EXERCISE: Recast everything from the start of the listing down to the line containing "x=754, y=653", inclusive, as a numbered list with no blank lines.

DATA SHOWN:

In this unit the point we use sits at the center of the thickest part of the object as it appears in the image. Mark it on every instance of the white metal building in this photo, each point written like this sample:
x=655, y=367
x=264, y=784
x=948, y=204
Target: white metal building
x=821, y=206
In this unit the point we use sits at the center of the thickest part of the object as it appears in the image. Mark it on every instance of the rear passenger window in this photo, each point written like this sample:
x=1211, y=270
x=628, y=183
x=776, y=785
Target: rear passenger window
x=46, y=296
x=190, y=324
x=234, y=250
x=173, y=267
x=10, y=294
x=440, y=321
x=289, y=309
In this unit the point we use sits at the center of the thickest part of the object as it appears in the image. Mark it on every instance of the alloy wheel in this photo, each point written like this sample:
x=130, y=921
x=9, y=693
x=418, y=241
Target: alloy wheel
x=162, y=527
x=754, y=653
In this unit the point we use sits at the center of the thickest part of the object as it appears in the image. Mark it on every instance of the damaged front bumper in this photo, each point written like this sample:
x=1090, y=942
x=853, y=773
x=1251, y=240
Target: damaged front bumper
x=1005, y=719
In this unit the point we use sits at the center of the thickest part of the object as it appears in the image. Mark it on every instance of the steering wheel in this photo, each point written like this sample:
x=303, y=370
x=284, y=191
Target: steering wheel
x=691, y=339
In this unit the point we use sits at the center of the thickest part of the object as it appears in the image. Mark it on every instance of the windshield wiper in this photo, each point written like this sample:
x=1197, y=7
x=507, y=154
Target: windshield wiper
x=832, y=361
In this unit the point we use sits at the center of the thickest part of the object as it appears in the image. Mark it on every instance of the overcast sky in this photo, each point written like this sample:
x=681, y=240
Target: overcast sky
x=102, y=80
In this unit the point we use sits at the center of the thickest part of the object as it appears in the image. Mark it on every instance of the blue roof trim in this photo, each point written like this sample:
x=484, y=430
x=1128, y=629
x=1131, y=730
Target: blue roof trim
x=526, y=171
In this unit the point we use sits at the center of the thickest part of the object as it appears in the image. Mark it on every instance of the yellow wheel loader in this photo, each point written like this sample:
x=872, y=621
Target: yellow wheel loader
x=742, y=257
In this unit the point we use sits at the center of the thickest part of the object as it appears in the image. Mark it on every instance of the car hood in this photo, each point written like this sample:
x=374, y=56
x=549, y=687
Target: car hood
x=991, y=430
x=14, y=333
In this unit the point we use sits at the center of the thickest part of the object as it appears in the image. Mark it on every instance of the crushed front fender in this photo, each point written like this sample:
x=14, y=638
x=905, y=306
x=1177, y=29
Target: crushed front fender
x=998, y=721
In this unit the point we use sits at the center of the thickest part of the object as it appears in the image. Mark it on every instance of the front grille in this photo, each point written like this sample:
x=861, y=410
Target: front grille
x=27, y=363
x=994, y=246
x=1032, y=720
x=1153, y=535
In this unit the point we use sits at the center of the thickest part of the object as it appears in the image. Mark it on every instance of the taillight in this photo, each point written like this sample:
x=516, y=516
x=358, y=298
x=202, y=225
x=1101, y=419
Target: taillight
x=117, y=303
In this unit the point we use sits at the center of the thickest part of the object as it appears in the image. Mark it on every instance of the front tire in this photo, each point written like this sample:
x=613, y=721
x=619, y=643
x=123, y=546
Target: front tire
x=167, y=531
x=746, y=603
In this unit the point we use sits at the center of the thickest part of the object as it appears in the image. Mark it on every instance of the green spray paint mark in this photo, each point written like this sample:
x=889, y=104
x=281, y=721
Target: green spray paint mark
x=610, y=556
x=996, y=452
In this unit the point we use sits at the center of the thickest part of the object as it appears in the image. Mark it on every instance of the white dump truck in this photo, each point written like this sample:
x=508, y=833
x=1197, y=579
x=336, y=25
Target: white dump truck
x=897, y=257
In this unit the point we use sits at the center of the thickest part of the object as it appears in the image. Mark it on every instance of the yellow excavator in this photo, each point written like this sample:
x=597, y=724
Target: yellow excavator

REPLY:
1. In this unit the point we use sits at the center of the thickest part of the object as it appears in the image. Mark it on every instance of the white metal building in this photo, each point written like this sample:
2. x=655, y=367
3. x=264, y=784
4. x=948, y=204
5. Target: white metal building
6. x=821, y=206
7. In this unit the point we use sits at the center of the thickest part of the object as it appears in the image. Mark it on every instance of the rear passenger window in this photo, each point written like this sample:
8. x=1211, y=270
9. x=628, y=183
10. x=776, y=785
11. Target: rear passenger window
12. x=46, y=296
13. x=190, y=324
14. x=234, y=250
15. x=173, y=267
16. x=10, y=294
17. x=440, y=321
18. x=289, y=309
19. In this unit the point we use sits at the center of the thickest part of the object as it appears in the image. Mark it on every instance of the alloy wheel in this photo, each point written like this sample:
20. x=130, y=921
21. x=9, y=693
22. x=418, y=241
23. Target: alloy wheel
24. x=162, y=527
25. x=754, y=653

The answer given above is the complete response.